(PROBLEM TO SOLVE) Could you return, word for word and unchanged, the lines in the items below from the line with "point: ivy vine" to the line with "column 294, row 907", including both of those lines?

(DATA LISTING)
══════════════════════════════

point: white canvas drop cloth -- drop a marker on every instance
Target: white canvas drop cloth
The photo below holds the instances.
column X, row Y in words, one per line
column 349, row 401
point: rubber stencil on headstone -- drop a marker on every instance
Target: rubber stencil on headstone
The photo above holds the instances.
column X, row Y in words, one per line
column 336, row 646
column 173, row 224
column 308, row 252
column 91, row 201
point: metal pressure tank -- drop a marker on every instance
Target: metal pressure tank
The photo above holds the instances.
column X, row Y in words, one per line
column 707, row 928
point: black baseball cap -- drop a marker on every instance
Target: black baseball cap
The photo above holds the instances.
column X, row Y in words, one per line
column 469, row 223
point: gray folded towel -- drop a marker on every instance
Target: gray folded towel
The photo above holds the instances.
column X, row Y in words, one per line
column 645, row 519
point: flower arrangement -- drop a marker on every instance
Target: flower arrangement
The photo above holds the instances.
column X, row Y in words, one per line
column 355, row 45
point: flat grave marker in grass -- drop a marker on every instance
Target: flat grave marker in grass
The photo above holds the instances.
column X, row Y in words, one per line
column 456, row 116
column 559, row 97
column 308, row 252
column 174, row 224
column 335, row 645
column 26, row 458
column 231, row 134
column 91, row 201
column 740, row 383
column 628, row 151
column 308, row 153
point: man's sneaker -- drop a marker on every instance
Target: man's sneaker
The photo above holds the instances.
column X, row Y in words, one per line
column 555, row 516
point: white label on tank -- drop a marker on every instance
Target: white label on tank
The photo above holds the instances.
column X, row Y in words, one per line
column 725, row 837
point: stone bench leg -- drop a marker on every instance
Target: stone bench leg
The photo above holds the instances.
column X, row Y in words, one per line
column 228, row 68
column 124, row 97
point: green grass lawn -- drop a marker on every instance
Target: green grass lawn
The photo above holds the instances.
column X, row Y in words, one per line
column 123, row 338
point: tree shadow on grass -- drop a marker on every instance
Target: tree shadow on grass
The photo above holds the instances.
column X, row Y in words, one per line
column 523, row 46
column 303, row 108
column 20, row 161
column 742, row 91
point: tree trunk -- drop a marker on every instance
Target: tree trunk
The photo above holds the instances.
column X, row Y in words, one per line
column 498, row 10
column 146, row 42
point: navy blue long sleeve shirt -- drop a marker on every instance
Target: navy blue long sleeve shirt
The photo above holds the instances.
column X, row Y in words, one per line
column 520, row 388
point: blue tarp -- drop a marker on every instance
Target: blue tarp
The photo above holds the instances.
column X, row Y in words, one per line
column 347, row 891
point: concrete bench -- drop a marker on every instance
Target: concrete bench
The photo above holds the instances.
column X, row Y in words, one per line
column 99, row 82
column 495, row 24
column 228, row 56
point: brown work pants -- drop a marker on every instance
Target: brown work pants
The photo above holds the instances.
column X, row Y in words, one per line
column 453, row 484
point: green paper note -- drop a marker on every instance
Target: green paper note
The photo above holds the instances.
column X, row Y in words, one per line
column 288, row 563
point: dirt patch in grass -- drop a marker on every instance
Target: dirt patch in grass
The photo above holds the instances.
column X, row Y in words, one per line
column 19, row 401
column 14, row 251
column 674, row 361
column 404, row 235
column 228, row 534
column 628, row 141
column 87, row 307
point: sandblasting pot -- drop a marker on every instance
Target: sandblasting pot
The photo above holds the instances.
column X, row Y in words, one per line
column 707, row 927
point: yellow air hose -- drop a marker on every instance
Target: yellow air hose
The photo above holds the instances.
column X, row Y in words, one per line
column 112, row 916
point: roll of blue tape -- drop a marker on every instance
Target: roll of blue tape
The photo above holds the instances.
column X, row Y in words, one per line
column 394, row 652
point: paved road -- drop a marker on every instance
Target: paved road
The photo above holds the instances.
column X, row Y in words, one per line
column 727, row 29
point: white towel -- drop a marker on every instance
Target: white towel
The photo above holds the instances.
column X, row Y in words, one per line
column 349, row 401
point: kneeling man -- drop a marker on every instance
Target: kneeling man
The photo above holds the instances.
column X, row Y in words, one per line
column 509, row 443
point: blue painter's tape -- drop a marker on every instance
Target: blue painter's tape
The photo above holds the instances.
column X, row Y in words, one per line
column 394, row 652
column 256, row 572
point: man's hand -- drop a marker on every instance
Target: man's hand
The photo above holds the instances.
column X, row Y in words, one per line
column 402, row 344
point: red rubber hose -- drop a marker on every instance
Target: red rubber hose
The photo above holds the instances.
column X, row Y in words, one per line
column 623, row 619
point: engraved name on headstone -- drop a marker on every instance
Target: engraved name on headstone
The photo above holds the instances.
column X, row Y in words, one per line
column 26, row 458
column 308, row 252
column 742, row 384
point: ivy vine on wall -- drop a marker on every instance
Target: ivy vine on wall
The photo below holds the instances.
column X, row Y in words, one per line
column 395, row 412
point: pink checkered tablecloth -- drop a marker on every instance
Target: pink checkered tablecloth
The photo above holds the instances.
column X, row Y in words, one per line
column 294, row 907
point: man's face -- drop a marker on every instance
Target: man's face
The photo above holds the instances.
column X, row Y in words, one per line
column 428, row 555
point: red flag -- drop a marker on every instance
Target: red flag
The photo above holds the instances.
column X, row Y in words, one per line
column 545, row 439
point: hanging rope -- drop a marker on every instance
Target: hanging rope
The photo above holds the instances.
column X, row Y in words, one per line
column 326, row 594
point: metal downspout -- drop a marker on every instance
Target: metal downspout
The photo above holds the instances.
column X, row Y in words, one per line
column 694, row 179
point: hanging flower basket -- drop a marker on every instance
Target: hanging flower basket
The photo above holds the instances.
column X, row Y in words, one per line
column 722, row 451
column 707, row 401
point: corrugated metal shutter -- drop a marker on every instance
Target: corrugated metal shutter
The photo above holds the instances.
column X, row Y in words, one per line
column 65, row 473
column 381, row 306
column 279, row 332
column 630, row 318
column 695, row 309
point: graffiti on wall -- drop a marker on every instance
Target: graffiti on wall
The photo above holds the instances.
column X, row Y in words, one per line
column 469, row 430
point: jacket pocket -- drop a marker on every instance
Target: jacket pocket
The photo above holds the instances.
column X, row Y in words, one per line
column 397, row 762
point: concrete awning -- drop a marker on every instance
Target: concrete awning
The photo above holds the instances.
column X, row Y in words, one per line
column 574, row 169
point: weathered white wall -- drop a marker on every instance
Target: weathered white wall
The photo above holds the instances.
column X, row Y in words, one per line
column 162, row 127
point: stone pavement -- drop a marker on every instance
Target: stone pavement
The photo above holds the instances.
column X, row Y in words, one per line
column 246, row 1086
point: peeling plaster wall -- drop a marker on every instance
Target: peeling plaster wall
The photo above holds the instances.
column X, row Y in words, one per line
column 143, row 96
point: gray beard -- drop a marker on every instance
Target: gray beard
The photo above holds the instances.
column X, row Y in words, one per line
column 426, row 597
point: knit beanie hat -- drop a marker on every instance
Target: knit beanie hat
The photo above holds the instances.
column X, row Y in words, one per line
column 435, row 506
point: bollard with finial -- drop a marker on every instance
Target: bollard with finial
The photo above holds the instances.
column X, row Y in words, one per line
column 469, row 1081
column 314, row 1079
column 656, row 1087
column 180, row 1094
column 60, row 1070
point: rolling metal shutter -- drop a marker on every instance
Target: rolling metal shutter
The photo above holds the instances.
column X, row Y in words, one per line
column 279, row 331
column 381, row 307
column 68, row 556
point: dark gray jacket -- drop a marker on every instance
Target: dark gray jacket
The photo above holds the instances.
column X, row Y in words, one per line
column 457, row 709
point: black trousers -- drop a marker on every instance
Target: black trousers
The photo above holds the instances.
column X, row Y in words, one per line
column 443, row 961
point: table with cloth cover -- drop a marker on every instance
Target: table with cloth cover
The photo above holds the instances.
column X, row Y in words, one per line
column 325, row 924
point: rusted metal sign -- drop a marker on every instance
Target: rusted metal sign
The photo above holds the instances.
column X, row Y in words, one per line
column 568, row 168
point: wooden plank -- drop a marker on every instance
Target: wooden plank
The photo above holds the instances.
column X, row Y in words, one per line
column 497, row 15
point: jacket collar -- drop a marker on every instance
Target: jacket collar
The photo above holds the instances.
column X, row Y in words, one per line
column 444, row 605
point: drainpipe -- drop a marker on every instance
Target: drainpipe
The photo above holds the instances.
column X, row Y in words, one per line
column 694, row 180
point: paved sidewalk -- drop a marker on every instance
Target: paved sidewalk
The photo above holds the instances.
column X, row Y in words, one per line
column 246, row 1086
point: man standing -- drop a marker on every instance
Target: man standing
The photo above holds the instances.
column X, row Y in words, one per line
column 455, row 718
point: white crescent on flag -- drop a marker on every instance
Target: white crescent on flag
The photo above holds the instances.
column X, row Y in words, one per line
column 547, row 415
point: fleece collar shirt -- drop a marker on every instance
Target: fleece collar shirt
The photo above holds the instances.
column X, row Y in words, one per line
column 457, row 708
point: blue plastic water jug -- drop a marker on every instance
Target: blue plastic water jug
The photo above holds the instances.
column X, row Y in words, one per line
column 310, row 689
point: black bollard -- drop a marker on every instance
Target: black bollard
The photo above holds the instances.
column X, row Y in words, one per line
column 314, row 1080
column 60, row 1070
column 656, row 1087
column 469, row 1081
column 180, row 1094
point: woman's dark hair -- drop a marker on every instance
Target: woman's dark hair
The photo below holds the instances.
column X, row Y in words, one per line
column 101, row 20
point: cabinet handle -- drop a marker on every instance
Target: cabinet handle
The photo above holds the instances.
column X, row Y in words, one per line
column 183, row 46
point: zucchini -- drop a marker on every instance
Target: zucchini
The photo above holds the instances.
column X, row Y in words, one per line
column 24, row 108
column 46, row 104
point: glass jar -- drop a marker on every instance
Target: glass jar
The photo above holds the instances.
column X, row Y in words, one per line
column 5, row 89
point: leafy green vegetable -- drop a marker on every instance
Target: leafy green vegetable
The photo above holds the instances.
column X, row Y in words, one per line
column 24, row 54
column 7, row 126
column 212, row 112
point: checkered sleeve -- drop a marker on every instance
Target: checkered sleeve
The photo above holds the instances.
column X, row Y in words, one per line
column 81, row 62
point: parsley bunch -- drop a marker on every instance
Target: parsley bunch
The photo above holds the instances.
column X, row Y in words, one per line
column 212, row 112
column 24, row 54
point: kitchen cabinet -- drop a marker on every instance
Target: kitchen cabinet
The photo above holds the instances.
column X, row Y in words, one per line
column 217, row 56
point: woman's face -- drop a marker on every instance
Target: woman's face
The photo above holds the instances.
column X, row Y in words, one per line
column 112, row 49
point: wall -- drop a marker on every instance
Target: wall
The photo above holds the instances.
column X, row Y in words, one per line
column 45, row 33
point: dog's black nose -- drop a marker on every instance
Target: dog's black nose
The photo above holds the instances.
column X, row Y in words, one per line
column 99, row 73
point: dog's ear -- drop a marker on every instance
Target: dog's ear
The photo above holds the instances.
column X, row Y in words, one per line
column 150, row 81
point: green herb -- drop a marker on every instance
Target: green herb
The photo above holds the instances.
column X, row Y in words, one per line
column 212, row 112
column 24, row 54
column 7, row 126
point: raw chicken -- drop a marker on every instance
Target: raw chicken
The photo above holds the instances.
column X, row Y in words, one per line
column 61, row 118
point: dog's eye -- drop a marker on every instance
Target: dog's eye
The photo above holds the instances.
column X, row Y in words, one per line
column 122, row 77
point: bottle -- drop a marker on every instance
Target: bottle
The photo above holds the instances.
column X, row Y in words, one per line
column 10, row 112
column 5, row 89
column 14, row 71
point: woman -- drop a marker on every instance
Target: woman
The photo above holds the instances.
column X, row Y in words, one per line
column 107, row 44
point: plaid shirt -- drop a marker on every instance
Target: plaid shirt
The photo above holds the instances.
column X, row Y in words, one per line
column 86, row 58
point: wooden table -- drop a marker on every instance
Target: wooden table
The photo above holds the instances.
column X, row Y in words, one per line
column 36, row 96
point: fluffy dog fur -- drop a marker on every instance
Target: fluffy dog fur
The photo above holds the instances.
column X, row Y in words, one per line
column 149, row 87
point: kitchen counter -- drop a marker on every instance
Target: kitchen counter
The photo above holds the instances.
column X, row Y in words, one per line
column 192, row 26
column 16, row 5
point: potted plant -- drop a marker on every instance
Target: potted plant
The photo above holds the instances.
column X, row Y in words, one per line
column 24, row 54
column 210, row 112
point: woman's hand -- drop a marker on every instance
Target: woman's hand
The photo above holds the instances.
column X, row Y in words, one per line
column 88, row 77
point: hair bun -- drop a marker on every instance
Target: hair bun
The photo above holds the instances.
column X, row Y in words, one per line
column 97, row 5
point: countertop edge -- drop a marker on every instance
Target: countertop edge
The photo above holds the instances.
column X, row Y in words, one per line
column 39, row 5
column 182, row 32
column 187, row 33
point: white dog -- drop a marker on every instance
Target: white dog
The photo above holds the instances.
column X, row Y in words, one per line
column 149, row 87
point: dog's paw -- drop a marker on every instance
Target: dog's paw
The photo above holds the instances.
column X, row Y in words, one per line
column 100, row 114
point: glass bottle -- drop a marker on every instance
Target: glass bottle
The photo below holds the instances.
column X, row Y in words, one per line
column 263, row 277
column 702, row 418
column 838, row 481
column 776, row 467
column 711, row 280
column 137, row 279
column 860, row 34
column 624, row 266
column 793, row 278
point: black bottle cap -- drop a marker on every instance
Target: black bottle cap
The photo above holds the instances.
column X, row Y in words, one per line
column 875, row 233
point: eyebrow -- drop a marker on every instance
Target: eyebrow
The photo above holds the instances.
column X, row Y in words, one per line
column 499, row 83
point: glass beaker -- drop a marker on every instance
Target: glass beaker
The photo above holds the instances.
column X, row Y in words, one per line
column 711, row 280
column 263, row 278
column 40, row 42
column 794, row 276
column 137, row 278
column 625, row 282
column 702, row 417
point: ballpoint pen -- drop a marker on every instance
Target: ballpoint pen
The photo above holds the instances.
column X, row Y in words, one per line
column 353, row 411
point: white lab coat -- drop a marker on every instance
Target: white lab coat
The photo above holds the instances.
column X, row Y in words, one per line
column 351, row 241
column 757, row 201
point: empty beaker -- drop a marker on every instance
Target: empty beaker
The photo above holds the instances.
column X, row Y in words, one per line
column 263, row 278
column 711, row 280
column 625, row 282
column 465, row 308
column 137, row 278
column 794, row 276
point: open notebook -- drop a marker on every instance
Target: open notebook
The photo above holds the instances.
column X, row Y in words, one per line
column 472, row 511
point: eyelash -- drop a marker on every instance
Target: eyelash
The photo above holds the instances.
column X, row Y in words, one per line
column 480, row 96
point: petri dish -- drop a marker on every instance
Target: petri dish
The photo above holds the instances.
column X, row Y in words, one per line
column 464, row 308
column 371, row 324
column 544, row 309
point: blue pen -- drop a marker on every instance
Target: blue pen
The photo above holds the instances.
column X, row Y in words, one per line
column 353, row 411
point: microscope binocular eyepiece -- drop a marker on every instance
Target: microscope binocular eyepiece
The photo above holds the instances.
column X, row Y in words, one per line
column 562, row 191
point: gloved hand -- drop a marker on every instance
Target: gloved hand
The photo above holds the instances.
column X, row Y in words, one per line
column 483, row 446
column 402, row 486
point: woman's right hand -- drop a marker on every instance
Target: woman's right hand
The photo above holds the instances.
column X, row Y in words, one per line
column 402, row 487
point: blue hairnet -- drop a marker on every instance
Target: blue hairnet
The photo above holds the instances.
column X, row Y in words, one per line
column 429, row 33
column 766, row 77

══════════════════════════════

(EXPECTED ANSWER)
point: ivy vine on wall -- drop a marker on every instance
Target: ivy vine on wall
The photo below holds the instances.
column X, row Y in words, one per line
column 395, row 412
point: pink checkered tablecloth -- drop a marker on every instance
Target: pink checkered tablecloth
The photo above holds the instances.
column X, row Y in words, one per line
column 294, row 907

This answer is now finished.